### Using the information:
(1) According to the account of the Gloucester Gaol execution, how long did the jury deliberate in private before returning its verdict?
(2) Extend the account of the Gloucester Gaol execution, picking up after its last sentence.
====== Extract provided ======
Such were the facts that their announcement was recieved with a general conclusion that the man was mad.

The culprit was tried at Worcester before Mr. Justice Hawkins. The Jury, after hearing all the evidence, deliberated in private for an hour and three quarters and returned into Court with a verdict of guilty, appended to which was a recommendation for mercy. The Judge, in passing sentence of death, begged the prisoner not to look for mercy but to prepare for his end, and still the prisoner testified no emotion whatsoever.

From the day of his arrival in Gloucester Gaol where the sentence was to be carried out, the man maintained to the last the same frame of mind as had moved him to commit the crime. Mr. Clifton, his Solicitor, had been making zealous efforts since the trial to get the sentence commuted and had forwarded an address to the Home Secretary; but to no avail. On the Saturday, Mr. Clifton received a communication that the Right Hon. Gentleman saw no reason to prevent the law taking its course. On the Sunday, the Chaplain administered Holy Communion to the culprit; in the evening Smart spent some time reading the Bible and ate a good supper before retiring to bed.

Just after seven in the morning, the Under Sheriff entered the cell and claimed the body in the usual legal form. Then to the scaffold and Marwood, the executioner — a rather short, middle-aged man attired in pepper and salt trousers and waistcoat, black jacket and bowler; a noticeable adornment of his attire being a massive Albert chain.

His whiskers and moustache are neatly trimmed, and his hard, shrewd, but not unkindly eyes, quiet, resolute and penetrating. When he has knotted the rope to his satisfaction and taken sundry measurements to ensure for his victim a free drop, he stands patiently surveying the scene. As the hour of eight approaches, Marwood brings forth the leather straps with which he purposes to pinion the culprit and just before eight strikes he enters the condemned cell.

Marwood is as adept in pinioning as he is in every other department of his work and without a word he proceeds to secure a strap round the arms and body of-the man so as to leave only the wrists free; he gives the necessary signal and the Under Sheriff leads the way to the gallows bearing his white wand of office.
====== Collected material ======
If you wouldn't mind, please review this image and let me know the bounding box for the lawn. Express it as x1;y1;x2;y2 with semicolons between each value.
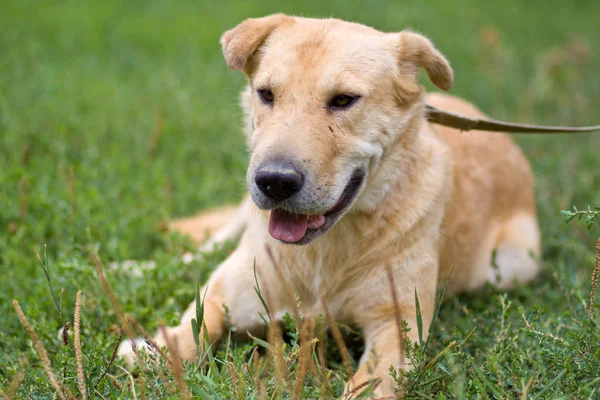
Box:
0;0;600;399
======
### Responses by item number:
(1) An hour and three quarters.

(2)
The Chaplain continues reading the burial service, but no sooner is the culprit on the platform than Marwood rapidly pushes forward his work. Another moment and the noose is slipped around his neck, then he draws from his pocket a white cap which he adroitly places over the culprit’s face and without the slightest hesitation, and while the Chaplain is reading a prayer, nimbly slips to the back of the gallows where he strikes the handle of a lever and in an instant the platform falls in with a crash and the pinioned form falls, the rope alone remaining visible.

But the long drop has failed to attain its object. Those who have the nerve to look down into the pit see that for four minutes the suspended body swerves and jerks convulsively and the medical gentlemen state that respiration continues during that period. Marwood, evidently chagrined, stands silently gazing at his victim. At last the stillness of death ensues and the body is left to hang for the hour the law demands to ensure the extinction of life.

When the cap is removed from the face it is viewed by the medical gentlemen and Marwood. The lividity of the face suggests doubt whether death is due to strangulation or dislocation of the neck, he was seen to still breathe for several minutes on the end of the rope. Marwood emphatically declares the latter effect accomplished but the drop should have been a foot deeper.

When the black flag is hoisted over the prison porch the news is rapidly transmitted through the city and the knowledge that a fellow creature has been put to death is received with awe.